**Given request**: Copy each of the records below word for word, including their text and coordinate lines, and leave out the pictures.

**Entries**:
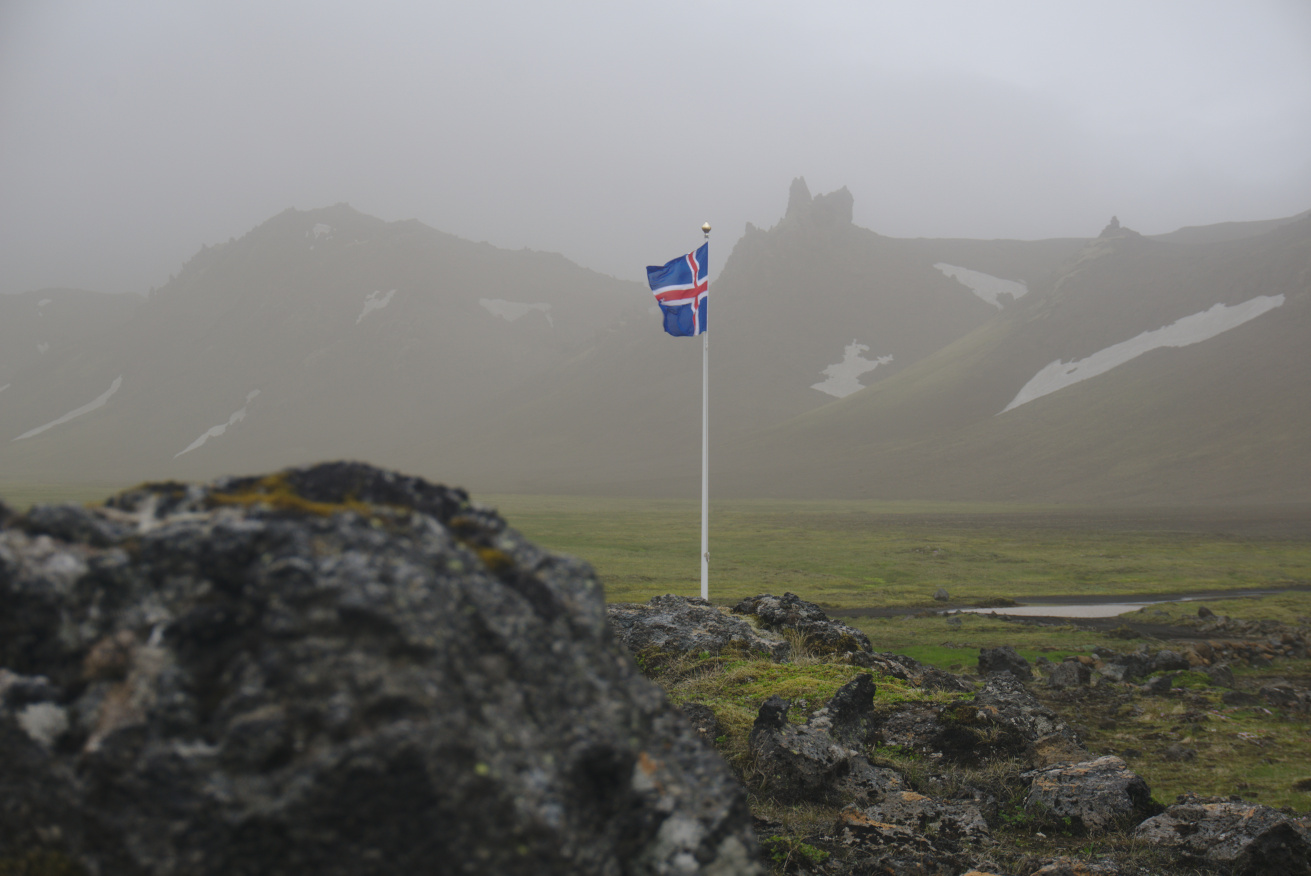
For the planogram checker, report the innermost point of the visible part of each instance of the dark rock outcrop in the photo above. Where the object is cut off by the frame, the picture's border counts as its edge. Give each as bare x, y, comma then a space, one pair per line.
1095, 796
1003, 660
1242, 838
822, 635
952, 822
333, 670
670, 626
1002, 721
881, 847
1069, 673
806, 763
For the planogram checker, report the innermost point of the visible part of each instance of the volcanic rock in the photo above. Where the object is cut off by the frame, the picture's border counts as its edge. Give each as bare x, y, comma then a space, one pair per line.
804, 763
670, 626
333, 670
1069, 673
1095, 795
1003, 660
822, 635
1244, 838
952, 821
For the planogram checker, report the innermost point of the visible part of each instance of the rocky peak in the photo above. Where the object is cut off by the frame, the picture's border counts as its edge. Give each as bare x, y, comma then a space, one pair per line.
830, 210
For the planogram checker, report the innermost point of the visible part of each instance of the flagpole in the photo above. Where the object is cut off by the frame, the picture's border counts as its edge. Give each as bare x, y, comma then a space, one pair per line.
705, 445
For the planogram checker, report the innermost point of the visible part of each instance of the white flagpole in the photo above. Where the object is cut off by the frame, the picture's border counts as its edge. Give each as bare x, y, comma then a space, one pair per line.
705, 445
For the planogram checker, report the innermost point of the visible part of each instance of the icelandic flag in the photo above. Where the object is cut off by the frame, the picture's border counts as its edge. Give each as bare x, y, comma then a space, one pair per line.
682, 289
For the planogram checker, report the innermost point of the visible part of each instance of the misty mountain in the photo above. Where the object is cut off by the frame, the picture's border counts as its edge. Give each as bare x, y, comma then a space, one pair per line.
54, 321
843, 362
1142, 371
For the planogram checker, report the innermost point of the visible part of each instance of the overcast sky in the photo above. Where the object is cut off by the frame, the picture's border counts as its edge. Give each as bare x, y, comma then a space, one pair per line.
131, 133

**Solved exercise**:
For the planogram checker, report the innermost point of the visible part of each instance of the dark rock outcrop in the photo above. Where the object is cut off by the frame, the picture's border counts as its edge. Give each as bare x, y, comma then a space, one pair per line.
1095, 796
1003, 660
1242, 838
822, 635
952, 822
333, 670
670, 626
1002, 721
881, 847
1069, 673
806, 763
For the planogram checker, report the innermost point of the visible part of each instance of the volcanic rock in the photo above. Where the object is cut off by the frame, the picture's border counts as its edge. Give each as bare x, y, comma then a space, one pair per line.
804, 763
670, 626
333, 670
1069, 673
1095, 795
1003, 660
822, 635
1244, 838
952, 821
For the planogram checker, report the innermost point of the visible part of each instance of the rocky peak in the photo above. Where the object is cut off by the frame, the picture's border counts as its edge. Give each as bare x, y, comma then a space, one pair per line.
830, 210
For the planogram checker, report the innermost point of the visible part of each instance of the flagpole in the photo above. Where the object is cut off by the frame, the picture's border counts as its edge. Give each as bare x, y, comma then a space, one pair per line.
705, 445
For the planogram checker, report the innermost point of the visible part of each instance of the white flagpole in the photo above. Where the object is cut off by the frame, the picture's border counts as its edge. Give each as bare x, y, comma then a space, one pair per line.
705, 445
For the planogram checker, report the innermost point of the visible part of each instance of the icelandic flag in the photo above. Where the object is cut off by the frame, the picture's border counts as its edge. Give each as bare x, y, comma then a space, one pair per line.
682, 289
For the planogram checker, report the innermost point of the visible part of each instance of the misty mountain in the photo above. Where the object is cut off by the frame, the picture's border counts as its edge. Give each as bare x, y, comma then a space, one pair per line.
54, 321
843, 362
1142, 371
For the planogram checker, report the innermost point of the visible part of each instance of the overcast sky in the photo above. Where the object is cut off by the frame, the picture's border counts as its edge. Give each as bare x, y, comma then a space, one pair per line.
131, 133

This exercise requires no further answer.